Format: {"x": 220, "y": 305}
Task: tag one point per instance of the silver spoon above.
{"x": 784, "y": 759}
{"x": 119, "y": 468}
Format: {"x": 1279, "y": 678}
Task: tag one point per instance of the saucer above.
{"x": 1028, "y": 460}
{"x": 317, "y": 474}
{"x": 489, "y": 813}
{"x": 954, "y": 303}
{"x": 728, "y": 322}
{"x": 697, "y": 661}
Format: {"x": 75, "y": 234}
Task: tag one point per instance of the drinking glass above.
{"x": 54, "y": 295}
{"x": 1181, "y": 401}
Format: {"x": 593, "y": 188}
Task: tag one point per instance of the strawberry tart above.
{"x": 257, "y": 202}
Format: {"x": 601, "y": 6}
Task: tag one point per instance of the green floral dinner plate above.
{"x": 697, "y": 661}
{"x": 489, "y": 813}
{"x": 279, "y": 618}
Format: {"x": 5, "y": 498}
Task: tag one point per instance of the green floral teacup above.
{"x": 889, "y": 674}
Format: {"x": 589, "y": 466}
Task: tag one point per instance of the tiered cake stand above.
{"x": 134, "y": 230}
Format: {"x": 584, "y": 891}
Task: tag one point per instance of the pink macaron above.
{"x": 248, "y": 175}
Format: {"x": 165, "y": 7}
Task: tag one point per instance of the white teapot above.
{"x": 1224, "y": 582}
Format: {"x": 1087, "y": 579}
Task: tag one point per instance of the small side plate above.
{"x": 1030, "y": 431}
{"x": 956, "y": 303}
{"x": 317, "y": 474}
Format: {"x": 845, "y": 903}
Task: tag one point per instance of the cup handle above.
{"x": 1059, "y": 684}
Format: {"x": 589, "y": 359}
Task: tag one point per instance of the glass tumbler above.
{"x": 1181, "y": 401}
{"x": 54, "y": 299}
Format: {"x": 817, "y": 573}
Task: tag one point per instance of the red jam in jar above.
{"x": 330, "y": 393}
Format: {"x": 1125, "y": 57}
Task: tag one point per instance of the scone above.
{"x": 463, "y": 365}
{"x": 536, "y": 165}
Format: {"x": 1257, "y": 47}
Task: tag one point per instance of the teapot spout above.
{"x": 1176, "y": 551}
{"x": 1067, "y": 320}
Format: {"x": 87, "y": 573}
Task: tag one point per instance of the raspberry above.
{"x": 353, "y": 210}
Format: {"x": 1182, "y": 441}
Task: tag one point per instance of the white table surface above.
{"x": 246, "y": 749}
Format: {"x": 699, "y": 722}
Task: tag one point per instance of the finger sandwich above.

────────────────────────────────────────

What should come out is the exact run of lines from the one holding "Task: tag one point per instance of the glass" through the end of the records above, and nothing besides.

Task: tag one point per instance of the glass tumbler above.
{"x": 1181, "y": 401}
{"x": 54, "y": 299}
Format: {"x": 817, "y": 573}
Task: tag one point per instance of the red jam in jar above.
{"x": 330, "y": 393}
Format: {"x": 1125, "y": 57}
Task: tag one point per instance of the scone above.
{"x": 463, "y": 365}
{"x": 536, "y": 165}
Format: {"x": 1257, "y": 47}
Task: tag one point per instance of the teapot spout above.
{"x": 1176, "y": 551}
{"x": 1067, "y": 320}
Format: {"x": 87, "y": 573}
Task: tag one point per instance of the raspberry above.
{"x": 353, "y": 210}
Format: {"x": 1182, "y": 441}
Task: tag one point per instance of the white table surface above.
{"x": 246, "y": 749}
Format: {"x": 699, "y": 722}
Task: tag one point per instance of the finger sandwich above.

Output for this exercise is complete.